PROVIDED PASSAGE>
>>>>>

Define capable, and in your definition please address their evaluation of the performance of the 70-200mm f/2.8L IS II, which they score lower than the MkI version of that lens.   :o

DxO have actually responded to this anomaly on their website when questioned by Canon 70-200mm f2.8 IS II users as to why the apparently superior mark II scores so much lower than its predecessor and their reply was that the older lens has better resolving power (@ 62 line pairs per millimeter vs 52 lp/mm for the new lens). But their website also states that there is enormous variation in resolution throughout the focal range, plus their Resolution Index scores are based on averages of multiple shots taken typically between f5 and f8 throughout the zoom range.

Clearly then, one can challenge the validity & reliability of this 'Resolution' test by conducting a similar test (they  outline in graphic detail their testing procedure) using say multiple samples (half a dozen) of each of the 2 lenses in question (to also test if copy-to-copy variation exists).

<<<<<

SET PROBLEM>
Reproduce the passage on DxO's lens scores between "DxO have actually" and "the zoom range.", inclusive, replacing "predecessor" with "forerunner".

MATERIAL SUPPLIED>

>>>>>

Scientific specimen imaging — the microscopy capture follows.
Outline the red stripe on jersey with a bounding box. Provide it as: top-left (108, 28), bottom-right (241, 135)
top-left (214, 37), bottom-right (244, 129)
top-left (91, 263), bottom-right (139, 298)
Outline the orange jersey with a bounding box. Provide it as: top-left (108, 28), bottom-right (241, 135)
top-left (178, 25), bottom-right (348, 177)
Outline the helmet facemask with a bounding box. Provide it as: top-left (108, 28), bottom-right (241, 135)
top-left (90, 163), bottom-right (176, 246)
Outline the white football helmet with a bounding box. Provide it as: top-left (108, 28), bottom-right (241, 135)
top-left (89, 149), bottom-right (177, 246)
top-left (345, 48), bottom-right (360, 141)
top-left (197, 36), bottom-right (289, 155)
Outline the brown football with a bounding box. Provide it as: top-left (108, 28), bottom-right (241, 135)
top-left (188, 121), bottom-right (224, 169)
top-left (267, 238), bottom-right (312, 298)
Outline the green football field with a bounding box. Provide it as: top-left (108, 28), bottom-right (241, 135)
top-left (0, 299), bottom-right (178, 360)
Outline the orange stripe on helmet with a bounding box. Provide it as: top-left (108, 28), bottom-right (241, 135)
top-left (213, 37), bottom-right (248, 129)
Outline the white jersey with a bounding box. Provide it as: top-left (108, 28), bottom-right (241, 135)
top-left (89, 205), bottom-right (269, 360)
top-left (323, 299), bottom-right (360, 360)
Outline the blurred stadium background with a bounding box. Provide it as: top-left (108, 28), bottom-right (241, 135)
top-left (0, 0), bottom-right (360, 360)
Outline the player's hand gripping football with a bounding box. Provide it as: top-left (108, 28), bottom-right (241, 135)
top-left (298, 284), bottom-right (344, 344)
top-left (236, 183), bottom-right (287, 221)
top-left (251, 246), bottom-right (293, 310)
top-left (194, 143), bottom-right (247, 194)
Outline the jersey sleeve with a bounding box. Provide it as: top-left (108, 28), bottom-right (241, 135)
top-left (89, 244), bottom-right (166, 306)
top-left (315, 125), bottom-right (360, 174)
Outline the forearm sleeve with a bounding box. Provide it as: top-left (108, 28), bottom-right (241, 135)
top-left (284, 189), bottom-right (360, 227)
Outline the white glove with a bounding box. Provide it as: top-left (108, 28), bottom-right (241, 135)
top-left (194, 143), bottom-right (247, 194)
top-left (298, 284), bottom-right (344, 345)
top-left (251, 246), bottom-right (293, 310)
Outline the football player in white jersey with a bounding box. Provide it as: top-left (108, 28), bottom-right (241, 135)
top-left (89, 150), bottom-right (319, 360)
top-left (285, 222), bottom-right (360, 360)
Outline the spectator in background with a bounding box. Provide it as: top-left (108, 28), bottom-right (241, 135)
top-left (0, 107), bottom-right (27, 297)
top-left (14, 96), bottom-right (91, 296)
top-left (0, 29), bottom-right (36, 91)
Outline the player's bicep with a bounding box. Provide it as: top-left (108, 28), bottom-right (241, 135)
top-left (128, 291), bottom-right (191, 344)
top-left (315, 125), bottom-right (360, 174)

<<<<<
>>>>>

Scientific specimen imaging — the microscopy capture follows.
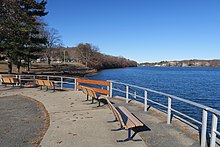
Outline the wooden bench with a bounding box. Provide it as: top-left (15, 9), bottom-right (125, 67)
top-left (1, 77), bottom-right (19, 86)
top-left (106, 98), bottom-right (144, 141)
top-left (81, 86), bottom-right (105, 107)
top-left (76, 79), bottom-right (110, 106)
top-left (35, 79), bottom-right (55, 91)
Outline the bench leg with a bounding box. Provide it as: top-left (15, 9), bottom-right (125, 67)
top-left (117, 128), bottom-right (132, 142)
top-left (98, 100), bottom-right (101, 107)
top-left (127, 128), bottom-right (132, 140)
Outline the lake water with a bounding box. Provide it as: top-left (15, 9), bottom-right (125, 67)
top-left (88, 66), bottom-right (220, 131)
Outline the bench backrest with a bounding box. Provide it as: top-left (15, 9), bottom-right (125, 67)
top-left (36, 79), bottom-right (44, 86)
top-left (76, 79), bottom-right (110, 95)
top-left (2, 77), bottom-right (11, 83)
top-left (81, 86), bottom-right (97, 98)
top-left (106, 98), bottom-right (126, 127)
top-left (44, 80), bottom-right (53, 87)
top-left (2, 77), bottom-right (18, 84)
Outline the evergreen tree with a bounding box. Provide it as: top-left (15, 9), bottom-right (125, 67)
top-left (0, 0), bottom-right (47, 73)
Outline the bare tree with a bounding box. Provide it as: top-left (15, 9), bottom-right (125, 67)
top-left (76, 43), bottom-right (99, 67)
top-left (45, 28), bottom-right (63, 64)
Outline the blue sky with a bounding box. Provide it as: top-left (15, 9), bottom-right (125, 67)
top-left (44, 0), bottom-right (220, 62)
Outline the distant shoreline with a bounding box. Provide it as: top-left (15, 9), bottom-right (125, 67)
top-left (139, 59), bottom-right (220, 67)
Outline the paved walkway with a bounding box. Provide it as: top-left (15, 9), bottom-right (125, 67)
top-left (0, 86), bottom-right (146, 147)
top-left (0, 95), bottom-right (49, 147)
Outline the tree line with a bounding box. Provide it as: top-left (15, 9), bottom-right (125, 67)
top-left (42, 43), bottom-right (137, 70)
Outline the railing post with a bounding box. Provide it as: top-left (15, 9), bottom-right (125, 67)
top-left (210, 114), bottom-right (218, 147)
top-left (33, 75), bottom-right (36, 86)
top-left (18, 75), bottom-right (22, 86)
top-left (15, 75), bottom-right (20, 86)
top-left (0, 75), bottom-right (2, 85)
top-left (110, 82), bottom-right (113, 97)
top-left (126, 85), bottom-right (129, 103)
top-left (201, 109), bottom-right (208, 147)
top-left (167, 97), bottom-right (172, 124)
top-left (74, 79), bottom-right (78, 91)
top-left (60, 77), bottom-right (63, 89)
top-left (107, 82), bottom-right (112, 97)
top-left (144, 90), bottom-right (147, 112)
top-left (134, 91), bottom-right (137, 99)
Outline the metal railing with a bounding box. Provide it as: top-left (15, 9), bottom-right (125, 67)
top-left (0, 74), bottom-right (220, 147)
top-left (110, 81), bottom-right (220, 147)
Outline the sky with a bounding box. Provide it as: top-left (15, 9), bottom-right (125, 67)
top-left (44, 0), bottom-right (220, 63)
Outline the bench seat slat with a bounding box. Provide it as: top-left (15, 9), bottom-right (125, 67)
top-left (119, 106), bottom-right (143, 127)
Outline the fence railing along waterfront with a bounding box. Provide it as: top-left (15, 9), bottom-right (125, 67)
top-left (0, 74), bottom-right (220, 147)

<<<<<
>>>>>

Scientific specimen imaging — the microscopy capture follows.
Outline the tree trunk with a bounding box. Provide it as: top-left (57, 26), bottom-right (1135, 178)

<<<<<

RESULT FOR THIS EXERCISE>
DxO have actually responded to this anomaly on their website when questioned by Canon 70-200mm f2.8 IS II users as to why the apparently superior mark II scores so much lower than its forerunner and their reply was that the older lens has better resolving power (@ 62 line pairs per millimeter vs 52 lp/mm for the new lens). But their website also states that there is enormous variation in resolution throughout the focal range, plus their Resolution Index scores are based on averages of multiple shots taken typically between f5 and f8 throughout the zoom range.